Goal:
Pull out every line of the records that contains the word "field". Case counts, so match capital and lowercase letters.

Data supplied:
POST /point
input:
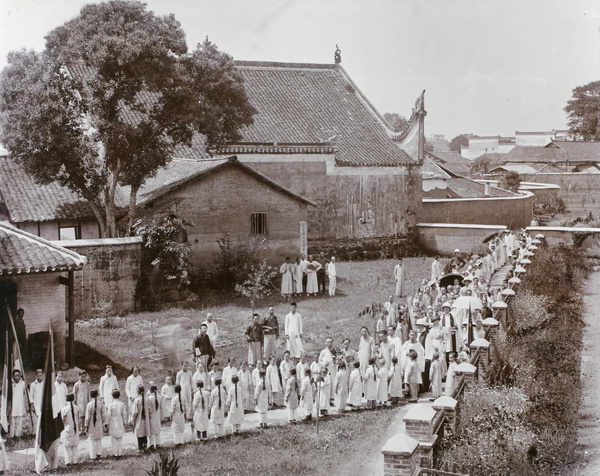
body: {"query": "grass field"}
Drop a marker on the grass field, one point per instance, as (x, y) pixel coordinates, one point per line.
(340, 448)
(342, 443)
(361, 284)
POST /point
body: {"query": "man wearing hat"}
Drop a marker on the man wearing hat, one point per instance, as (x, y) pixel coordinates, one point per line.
(452, 331)
(422, 332)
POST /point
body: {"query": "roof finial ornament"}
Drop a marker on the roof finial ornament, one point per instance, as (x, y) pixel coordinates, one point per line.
(337, 56)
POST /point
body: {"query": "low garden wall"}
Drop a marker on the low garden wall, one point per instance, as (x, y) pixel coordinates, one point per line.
(444, 238)
(514, 212)
(410, 453)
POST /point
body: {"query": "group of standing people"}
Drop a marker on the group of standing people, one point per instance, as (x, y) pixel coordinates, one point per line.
(310, 276)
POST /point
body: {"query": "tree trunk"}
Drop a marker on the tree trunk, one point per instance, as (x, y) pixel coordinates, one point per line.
(132, 209)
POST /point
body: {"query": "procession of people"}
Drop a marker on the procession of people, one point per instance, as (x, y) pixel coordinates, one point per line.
(419, 341)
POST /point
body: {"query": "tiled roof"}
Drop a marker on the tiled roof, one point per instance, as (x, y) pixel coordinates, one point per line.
(309, 104)
(431, 171)
(181, 171)
(466, 188)
(23, 253)
(28, 201)
(545, 154)
(457, 186)
(532, 168)
(452, 161)
(579, 151)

Full output:
body: {"query": "grass field"}
Drop a marker on the grass field, one point per instance, as (x, y) pixel coordinates, one point per line.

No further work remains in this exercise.